## Requirement
Reproduce the entire listing below as a numbered list, omitting every blank line, and leave the pictures out of your answer.

>>

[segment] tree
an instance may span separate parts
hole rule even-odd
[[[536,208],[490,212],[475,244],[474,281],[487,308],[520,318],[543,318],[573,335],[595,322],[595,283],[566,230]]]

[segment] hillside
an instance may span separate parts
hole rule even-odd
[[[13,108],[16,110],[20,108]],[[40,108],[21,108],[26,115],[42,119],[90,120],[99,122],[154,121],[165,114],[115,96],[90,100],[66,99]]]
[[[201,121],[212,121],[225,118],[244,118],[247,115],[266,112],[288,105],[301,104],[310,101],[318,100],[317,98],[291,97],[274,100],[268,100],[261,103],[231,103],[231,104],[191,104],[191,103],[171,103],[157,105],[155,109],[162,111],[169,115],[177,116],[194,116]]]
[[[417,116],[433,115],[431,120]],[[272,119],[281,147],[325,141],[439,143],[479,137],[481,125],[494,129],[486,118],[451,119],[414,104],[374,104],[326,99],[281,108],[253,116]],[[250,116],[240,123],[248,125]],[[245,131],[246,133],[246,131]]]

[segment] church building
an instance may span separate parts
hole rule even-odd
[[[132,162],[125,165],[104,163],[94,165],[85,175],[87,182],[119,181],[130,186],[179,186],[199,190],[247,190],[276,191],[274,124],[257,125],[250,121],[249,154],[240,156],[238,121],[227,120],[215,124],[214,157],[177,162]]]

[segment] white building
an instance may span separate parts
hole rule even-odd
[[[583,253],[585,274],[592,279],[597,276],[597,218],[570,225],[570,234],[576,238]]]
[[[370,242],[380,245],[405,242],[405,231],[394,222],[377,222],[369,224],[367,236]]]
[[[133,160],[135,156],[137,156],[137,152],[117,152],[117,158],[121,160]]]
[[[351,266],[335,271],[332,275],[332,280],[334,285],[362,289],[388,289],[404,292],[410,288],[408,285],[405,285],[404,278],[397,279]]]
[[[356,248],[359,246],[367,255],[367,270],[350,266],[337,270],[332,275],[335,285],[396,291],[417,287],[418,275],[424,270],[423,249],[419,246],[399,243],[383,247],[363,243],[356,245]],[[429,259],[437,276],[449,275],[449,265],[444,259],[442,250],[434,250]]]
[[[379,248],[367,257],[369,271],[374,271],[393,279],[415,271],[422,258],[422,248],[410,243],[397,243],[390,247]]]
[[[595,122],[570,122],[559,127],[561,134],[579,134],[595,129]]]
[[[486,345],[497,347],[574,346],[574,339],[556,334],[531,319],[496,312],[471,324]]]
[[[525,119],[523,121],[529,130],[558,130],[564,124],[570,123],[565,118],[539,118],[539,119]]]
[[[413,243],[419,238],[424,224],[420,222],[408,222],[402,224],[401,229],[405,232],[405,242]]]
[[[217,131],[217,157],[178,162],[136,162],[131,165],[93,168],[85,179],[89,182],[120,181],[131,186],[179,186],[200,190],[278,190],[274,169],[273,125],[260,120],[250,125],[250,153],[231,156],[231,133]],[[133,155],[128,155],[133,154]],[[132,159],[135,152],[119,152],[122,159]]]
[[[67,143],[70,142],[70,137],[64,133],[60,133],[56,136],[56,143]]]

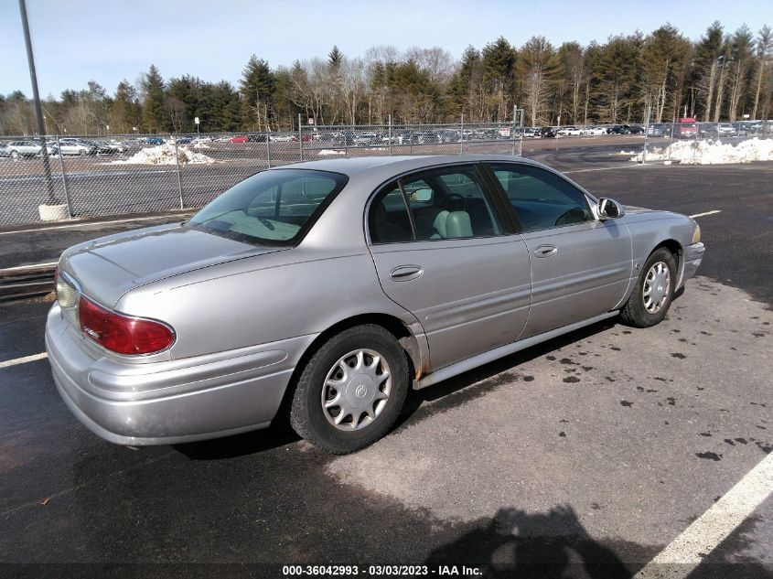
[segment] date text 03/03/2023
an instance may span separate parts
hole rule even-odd
[[[466,565],[369,565],[360,568],[359,565],[284,565],[282,574],[285,577],[317,576],[317,577],[356,577],[358,575],[381,576],[467,576],[474,577],[482,574],[478,567]]]

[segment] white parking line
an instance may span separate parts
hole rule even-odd
[[[562,171],[564,175],[569,175],[570,173],[590,173],[591,171],[614,171],[615,169],[628,169],[634,166],[650,166],[648,165],[639,165],[631,164],[631,165],[620,165],[617,166],[596,166],[592,169],[574,169],[574,171]]]
[[[110,225],[111,223],[128,223],[130,221],[146,221],[148,220],[161,220],[166,217],[173,218],[188,215],[193,211],[182,211],[166,215],[156,215],[155,217],[135,217],[128,220],[113,220],[112,221],[82,221],[81,223],[68,223],[66,225],[52,225],[50,227],[38,227],[31,230],[18,230],[17,231],[0,231],[0,235],[13,235],[14,233],[29,233],[34,231],[48,231],[50,230],[67,230],[73,227],[89,227],[90,225]]]
[[[32,356],[25,356],[24,358],[16,358],[16,359],[6,359],[5,362],[0,362],[0,368],[8,368],[10,366],[16,366],[17,364],[27,364],[27,362],[34,362],[37,359],[43,359],[48,358],[46,352],[40,354],[33,354]]]
[[[633,579],[681,579],[689,575],[755,509],[773,493],[773,453],[674,539]]]
[[[692,219],[695,219],[696,217],[704,217],[706,215],[714,215],[714,213],[722,213],[722,209],[714,209],[714,211],[706,211],[705,213],[695,213],[695,215],[691,215]]]
[[[45,269],[47,267],[51,267],[51,265],[56,265],[59,262],[48,262],[48,263],[35,263],[34,265],[16,265],[16,267],[6,267],[5,269],[0,270],[0,274],[5,273],[7,272],[14,272],[16,270],[30,270],[30,269]]]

<<

## In response
1. [segment] tree
2. an instance may span separate parts
3. hole rule even-odd
4. [[[536,208],[490,212],[475,244],[474,281],[487,308],[520,318],[543,318],[573,335],[595,322],[595,283],[566,230]]]
5. [segment] hillside
6. an instance may span separate parts
7. hole rule even-odd
8. [[[13,108],[16,110],[20,108]],[[40,108],[21,108],[26,115],[42,119],[90,120],[99,122],[154,121],[165,114],[115,96],[90,100],[66,99]]]
9. [[[201,121],[212,121],[225,118],[244,118],[247,115],[266,112],[288,105],[301,104],[310,101],[318,100],[317,98],[291,97],[274,100],[268,100],[261,103],[231,103],[231,104],[191,104],[191,103],[171,103],[157,105],[155,109],[162,111],[169,115],[177,116],[194,116]]]
10. [[[417,116],[433,115],[431,120]],[[272,119],[281,147],[325,141],[439,143],[479,137],[481,125],[494,129],[486,118],[451,119],[414,104],[374,104],[326,99],[281,108],[253,116]],[[250,116],[240,123],[248,125]],[[245,131],[246,133],[246,131]]]
11. [segment] church building
12. an instance may span separate parts
13. hole rule even-odd
14. [[[132,162],[125,165],[104,163],[94,165],[85,175],[87,182],[119,181],[130,186],[179,186],[199,190],[247,190],[276,191],[274,124],[257,125],[250,121],[249,154],[240,156],[238,121],[227,120],[215,124],[214,157],[177,162]]]
15. [segment] white building
16. an instance may span separate parts
17. hole rule even-odd
18. [[[583,253],[585,274],[592,279],[597,276],[597,218],[570,225],[570,234],[576,238]]]
19. [[[370,242],[380,245],[405,242],[405,231],[394,222],[377,222],[369,224],[367,236]]]
20. [[[133,160],[135,156],[137,156],[137,152],[117,152],[117,158],[121,160]]]
21. [[[351,266],[335,271],[332,275],[332,280],[334,285],[362,289],[388,289],[404,292],[410,288],[408,285],[405,285],[404,278],[397,279]]]
22. [[[356,248],[359,246],[367,255],[367,270],[350,266],[337,270],[332,275],[335,285],[396,291],[417,287],[418,275],[424,270],[423,249],[419,246],[399,243],[383,247],[363,243],[356,245]],[[429,259],[437,276],[449,275],[449,265],[444,259],[442,250],[434,250]]]
23. [[[379,248],[367,257],[369,271],[374,271],[393,279],[415,271],[422,258],[422,248],[410,243],[397,243],[390,247]]]
24. [[[595,122],[570,122],[559,127],[561,134],[579,134],[595,129]]]
25. [[[486,345],[497,347],[574,346],[574,339],[556,334],[531,319],[496,312],[471,324]]]
26. [[[525,119],[523,121],[529,130],[558,130],[564,124],[570,123],[565,118],[539,118],[539,119]]]
27. [[[413,243],[419,238],[424,224],[420,222],[408,222],[402,224],[401,229],[405,232],[405,242]]]
28. [[[217,131],[217,157],[178,162],[136,162],[131,165],[93,168],[85,179],[89,182],[120,181],[131,186],[179,186],[200,190],[278,190],[274,169],[273,125],[260,120],[250,125],[250,153],[231,156],[231,133]],[[133,155],[128,155],[133,154]],[[132,159],[135,152],[119,152],[122,159]]]
29. [[[67,143],[70,142],[70,137],[64,133],[60,133],[56,136],[56,143]]]
30. [segment] date text 03/03/2023
31. an instance may span separate parts
32. hole rule even-odd
33. [[[466,565],[369,565],[360,568],[359,565],[284,565],[282,574],[285,577],[317,576],[317,577],[356,577],[358,575],[381,576],[467,576],[474,577],[482,574],[478,567]]]
34. [segment] white parking line
35. an instance may span separate parts
36. hole rule even-odd
37. [[[562,171],[564,175],[569,175],[570,173],[590,173],[591,171],[614,171],[615,169],[628,169],[634,166],[650,166],[648,165],[639,165],[631,164],[631,165],[620,165],[617,166],[596,166],[592,169],[574,169],[574,171]]]
38. [[[110,225],[111,223],[128,223],[130,221],[146,221],[148,220],[161,220],[166,217],[173,218],[188,215],[193,211],[182,211],[166,215],[156,215],[155,217],[135,217],[128,220],[113,220],[112,221],[82,221],[81,223],[68,223],[66,225],[52,225],[50,227],[38,227],[31,230],[18,230],[17,231],[0,231],[0,235],[13,235],[14,233],[29,233],[34,231],[48,231],[50,230],[67,230],[73,227],[89,227],[90,225]]]
39. [[[32,356],[25,356],[24,358],[16,358],[16,359],[6,359],[5,362],[0,362],[0,368],[8,368],[10,366],[16,366],[17,364],[27,364],[27,362],[34,362],[37,359],[43,359],[48,358],[46,352],[40,354],[33,354]]]
40. [[[633,579],[681,579],[689,575],[755,509],[773,493],[773,453],[674,539]]]
41. [[[692,219],[695,219],[696,217],[704,217],[706,215],[714,215],[714,213],[722,213],[722,209],[714,209],[714,211],[706,211],[705,213],[695,213],[695,215],[691,215]]]
42. [[[45,269],[47,267],[51,267],[51,265],[56,265],[59,262],[48,262],[48,263],[35,263],[34,265],[16,265],[16,267],[6,267],[5,269],[0,270],[0,274],[5,273],[7,272],[14,272],[16,270],[30,270],[30,269]]]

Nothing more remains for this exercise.